> Stated task: Will you give the material below again, every line exactly as it is?

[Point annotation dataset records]
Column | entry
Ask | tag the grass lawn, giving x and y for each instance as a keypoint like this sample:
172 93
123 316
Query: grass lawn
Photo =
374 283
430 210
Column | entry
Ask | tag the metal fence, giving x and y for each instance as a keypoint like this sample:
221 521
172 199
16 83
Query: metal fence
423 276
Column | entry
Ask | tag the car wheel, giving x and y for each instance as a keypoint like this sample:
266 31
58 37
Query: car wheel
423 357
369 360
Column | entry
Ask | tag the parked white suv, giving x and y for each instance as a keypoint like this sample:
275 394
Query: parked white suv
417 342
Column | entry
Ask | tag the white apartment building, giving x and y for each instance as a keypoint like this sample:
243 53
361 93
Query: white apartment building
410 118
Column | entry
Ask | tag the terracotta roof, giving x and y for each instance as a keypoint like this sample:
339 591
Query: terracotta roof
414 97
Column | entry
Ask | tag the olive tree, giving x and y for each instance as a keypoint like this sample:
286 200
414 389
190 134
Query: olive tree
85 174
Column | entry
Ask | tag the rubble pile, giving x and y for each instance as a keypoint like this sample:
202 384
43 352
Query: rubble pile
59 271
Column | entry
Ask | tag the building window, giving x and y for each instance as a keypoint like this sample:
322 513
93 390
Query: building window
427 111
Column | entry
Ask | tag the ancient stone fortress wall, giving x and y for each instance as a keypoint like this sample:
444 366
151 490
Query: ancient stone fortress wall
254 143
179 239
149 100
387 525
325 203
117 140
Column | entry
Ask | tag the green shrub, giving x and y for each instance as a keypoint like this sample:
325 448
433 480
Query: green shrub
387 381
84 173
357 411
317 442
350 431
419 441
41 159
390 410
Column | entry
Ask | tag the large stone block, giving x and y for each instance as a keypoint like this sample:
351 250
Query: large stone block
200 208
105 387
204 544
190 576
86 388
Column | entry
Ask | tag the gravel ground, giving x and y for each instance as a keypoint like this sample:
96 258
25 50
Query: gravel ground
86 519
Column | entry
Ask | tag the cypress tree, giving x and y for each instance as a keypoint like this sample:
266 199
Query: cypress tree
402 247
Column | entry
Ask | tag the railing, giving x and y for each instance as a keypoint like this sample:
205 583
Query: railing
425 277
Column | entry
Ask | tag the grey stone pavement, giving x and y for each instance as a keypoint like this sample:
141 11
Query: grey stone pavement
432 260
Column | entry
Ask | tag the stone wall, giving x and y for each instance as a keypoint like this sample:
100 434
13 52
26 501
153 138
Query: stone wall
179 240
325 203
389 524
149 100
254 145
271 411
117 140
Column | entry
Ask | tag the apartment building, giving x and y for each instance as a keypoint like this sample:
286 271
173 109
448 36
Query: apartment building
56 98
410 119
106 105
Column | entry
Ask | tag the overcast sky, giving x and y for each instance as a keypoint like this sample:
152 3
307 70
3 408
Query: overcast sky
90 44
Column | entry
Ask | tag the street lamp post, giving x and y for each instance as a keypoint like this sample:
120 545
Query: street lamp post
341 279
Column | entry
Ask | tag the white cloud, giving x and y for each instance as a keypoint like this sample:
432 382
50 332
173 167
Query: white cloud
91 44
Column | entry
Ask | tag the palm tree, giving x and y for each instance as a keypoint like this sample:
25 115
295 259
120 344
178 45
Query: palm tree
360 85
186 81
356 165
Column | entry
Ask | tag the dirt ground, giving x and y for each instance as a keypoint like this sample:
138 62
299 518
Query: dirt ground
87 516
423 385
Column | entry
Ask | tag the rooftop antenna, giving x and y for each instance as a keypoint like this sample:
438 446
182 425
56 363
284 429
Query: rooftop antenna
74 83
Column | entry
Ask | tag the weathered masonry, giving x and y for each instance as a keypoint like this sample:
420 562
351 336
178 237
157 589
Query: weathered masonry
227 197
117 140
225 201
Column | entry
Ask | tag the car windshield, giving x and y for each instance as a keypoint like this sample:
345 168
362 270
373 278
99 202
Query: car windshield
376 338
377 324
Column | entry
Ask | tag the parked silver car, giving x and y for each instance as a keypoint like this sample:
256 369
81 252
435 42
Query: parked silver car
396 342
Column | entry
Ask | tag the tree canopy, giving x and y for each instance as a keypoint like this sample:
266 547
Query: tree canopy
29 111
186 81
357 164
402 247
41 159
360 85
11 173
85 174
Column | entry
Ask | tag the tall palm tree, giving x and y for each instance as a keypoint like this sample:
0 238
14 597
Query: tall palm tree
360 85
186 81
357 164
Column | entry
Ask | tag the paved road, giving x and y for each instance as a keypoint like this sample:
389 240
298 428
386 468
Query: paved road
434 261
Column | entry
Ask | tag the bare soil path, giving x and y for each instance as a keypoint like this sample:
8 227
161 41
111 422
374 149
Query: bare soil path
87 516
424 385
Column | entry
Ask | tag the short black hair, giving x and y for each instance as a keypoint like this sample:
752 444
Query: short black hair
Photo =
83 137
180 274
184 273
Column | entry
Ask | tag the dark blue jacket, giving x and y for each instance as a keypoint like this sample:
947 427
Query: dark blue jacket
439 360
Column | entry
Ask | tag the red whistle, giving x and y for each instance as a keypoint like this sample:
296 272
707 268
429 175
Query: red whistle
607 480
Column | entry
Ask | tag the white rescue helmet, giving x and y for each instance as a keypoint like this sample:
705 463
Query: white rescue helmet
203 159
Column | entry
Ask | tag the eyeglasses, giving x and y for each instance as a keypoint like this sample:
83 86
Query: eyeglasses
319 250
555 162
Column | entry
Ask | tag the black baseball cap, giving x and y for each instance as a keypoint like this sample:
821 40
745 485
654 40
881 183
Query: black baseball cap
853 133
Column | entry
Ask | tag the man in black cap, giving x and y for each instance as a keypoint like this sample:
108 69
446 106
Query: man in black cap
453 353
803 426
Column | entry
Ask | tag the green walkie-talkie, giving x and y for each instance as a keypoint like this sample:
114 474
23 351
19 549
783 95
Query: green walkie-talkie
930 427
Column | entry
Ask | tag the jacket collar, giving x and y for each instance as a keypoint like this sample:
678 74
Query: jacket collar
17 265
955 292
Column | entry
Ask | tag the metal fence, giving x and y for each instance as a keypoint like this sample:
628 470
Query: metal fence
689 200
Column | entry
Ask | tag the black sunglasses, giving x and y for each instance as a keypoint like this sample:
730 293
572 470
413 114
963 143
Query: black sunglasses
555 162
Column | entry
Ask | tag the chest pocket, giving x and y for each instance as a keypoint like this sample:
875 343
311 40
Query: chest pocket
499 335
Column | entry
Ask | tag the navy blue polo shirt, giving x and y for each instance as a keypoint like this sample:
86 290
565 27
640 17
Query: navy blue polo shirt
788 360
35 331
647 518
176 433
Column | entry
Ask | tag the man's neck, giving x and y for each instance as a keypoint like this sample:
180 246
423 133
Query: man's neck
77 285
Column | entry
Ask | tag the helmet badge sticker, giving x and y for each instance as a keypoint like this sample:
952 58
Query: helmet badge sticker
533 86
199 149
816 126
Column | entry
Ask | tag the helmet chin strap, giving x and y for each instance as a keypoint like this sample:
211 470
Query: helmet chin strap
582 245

> The solution:
Column | entry
Ask | tag the grass lawn, giving x and y for each instance as a keypoint like this sample:
172 93
123 316
Query: grass lawn
Photo =
374 283
430 210
Column | entry
Ask | tag the metal fence, giving x and y for each instance as a keypoint like this sample:
221 521
172 199
16 83
Query: metal fence
423 276
Column | entry
Ask | tag the car wheel, giving x and y for each instance as a keypoint like this sample:
266 31
58 37
Query: car wheel
423 357
369 360
Column | entry
Ask | tag the parked white suv, giving x and y for each instance as a keypoint like this sample:
275 394
Query: parked white suv
417 342
Column | entry
Ask | tag the white apartment building, giving x and y for each instance as a keypoint like this sample:
243 53
361 93
Query: white apartment building
410 118
Column | entry
Ask | tag the terracotta roof, giving x and y for each instance as a keypoint like this sample:
339 591
Query: terracotta roof
414 97
Column | entry
Ask | tag the olive tree, giving x and y for each instance as a keypoint like this sample:
286 200
414 389
190 134
Query: olive tree
85 174
Column | entry
Ask | tag the rubble pile, giving x and y for each instance as a keypoint like this sample:
202 384
43 352
Query: rubble pile
59 271
Column | entry
Ask | tag the building window, giving x and y for each instance as a keypoint like this sample:
322 513
93 390
Query: building window
427 111
Column | entry
Ask | tag the ancient stone fortress wall, giving x and y for each instance as a keypoint like this sample:
444 366
151 490
Query: ancient stone fortress wall
254 143
179 239
149 100
387 525
325 203
117 140
Column | entry
Ask | tag the green shrub, giving x and y for each instance as a keypoint like this sample:
325 448
433 480
Query: green shrub
387 381
84 173
357 411
317 442
350 431
419 441
41 159
390 410
Column | entry
Ask | tag the large stone block, giving x and y for each instance as a keypoint like this sample:
351 250
Query: large stone block
200 208
105 387
204 544
190 576
86 388
Column | entry
Ask | tag the gravel ground, giving x and y for each instance as a keypoint like this sample:
96 258
25 50
Query: gravel ground
86 519
Column | entry
Ask | tag the cypress tree, giving x and y for each instance as a keypoint like this sample:
266 199
Query: cypress tree
402 247
Column | entry
Ask | tag the railing, giving x and y for each instance as a keypoint like this sample:
205 583
Query: railing
425 277
Column | entry
Ask | tag the grey stone pavement, giving x and y for each instance as a keypoint like this sample:
141 11
Query: grey stone pavement
432 260
Column | entry
Ask | tag the stone wall, giving x and y for each instance as a keypoint like this sample:
100 434
13 52
26 501
153 138
Query: stone wall
179 240
325 203
389 524
149 100
254 145
271 411
117 140
Column | entry
Ask | tag the apartment building, giving x and y for each instance as a keypoint like this sample:
286 271
173 109
448 36
Query: apartment building
56 98
410 119
106 105
Column | entry
Ask | tag the overcast sky, giving x and y for each instance as a keypoint like this sample:
152 3
307 70
3 408
Query: overcast sky
90 44
Column | entry
Ask | tag the street lamp post, giving x and y for each instance as a keypoint like this sample:
120 545
Query: street lamp post
341 279
Column | entry
Ask | tag the white cloud, giving x and y for each instance as a keypoint like this sample:
432 382
50 332
173 167
Query: white cloud
91 44
Column | entry
Ask | tag the palm tree, giving x and y for each instance as a keypoint like this sample:
25 115
295 259
120 344
178 45
Query: palm tree
360 85
186 81
356 165
Column | entry
Ask | tag the dirt ground, giving x and y for each instance as a keypoint like this sample:
138 62
299 518
Query: dirt ground
87 516
423 385
Column | entry
Ask | tag the rooftop antenna, giving x and y for each instance as a keypoint like this sample:
438 446
182 425
56 363
284 429
Query: rooftop antenna
74 83
Column | entry
Ask | tag the weathered masonry, giving x and y for each instance as a keypoint like this sample:
420 562
351 336
178 237
157 589
Query: weathered masonry
227 197
117 140
225 201
Column | entry
Ask | tag the car windshield, giving x and y for each instance as a keypoint like this sample:
345 168
362 270
373 278
99 202
Query: car windshield
376 338
377 324
Column | entry
Ask | tag the parked silver car, giving x and y for each instance as a keypoint like this sample:
256 369
81 252
435 42
Query: parked silver car
396 342
Column | entry
Ask | tag the tree canopy, giving x and y for each instance as a keypoint like this sample:
266 547
Query: tree canopy
29 111
186 81
357 164
402 247
41 159
360 85
11 173
85 174
Column | entry
Ask | tag the tall palm tree, giving x and y for each instance as a keypoint like this sample:
0 238
14 597
Query: tall palm tree
360 85
186 81
357 164
Column | entry
Ask | tag the paved road, giving x and y for each instance as a keypoint like this sample:
389 240
298 428
386 468
Query: paved road
434 261
Column | entry
Ask | tag the bare soil path, giving x and y for each instance as a keypoint like this sample:
8 227
161 41
111 422
374 149
Query: bare soil path
87 516
424 385
Column | entry
Ask | tag the short black hair, giving x and y for each instance as a keypoint like this sample:
752 444
Query: short black hair
Photo =
83 137
180 274
184 273
Column | entry
Ask | tag the dark blue jacket, giving x and y for each instance as a keypoint like this sample:
947 427
Query: dark blue jacket
439 360
Column | entry
Ask | tag the red whistle, giving x and y for each instance as a keypoint like this sample:
296 272
707 268
429 175
Query: red whistle
607 480
Column | entry
Ask | tag the white rescue helmet, giving x and y for each instance as a keypoint like this sample:
705 463
Query: white rescue helmet
203 159
Column | entry
Ask | tag the eyeglasses, giving x and y for each instance as a keypoint like this sample:
83 86
Query: eyeglasses
319 250
555 162
Column | entry
Ask | tag the black baseball cap, giving x and y for each instance as a keypoint like this sample:
821 40
745 485
654 40
881 183
Query: black baseball cap
853 133
Column | entry
Ask | tag the man in black cap, giving x and y for each instance as a keypoint like this sample:
108 69
446 106
Query: man in black cap
453 353
803 426
Column | entry
Ask | tag the green walkie-talkie, giving x and y for each instance as a keypoint like this sample:
114 474
23 351
19 549
783 95
Query: green walkie-talkie
930 427
Column | entry
Ask | tag the jacket collar, giving x and y for each instance as a keypoint like this sample:
678 74
Query: jacket collar
17 265
955 292
Column | entry
Ask | tag the metal fence, giving x and y for each instance as a keypoint like this sample:
628 470
Query: metal fence
689 200
Column | entry
Ask | tag the black sunglasses, giving x and y for each instance as a keypoint like this sample:
730 293
572 470
413 114
963 143
Query: black sunglasses
555 162
Column | entry
Ask | tag the chest pocket, giving x and y for each instance as a keypoint like this sample:
875 343
311 40
Query: chest pocket
499 335
Column | entry
Ask | tag the navy blue polo shirt, giving x and y for each instance as a keypoint like this sample:
86 290
565 27
640 17
Query: navy blue polo shirt
788 360
35 331
647 518
176 433
Column | entry
Ask | tag the man's neck, giving x and y for each instance as a keypoint like this sample:
180 246
423 133
Query: man's neck
77 285
Column | entry
Ask | tag the helmet badge sticker, giving x and y for each instance as a keypoint like this sample:
952 58
Query: helmet badge sticker
533 86
199 149
816 126
Column | entry
Ask | tag the helmet chin strap, giving x and y for each instance as a keypoint like this sample:
211 470
Query: helmet chin strap
582 245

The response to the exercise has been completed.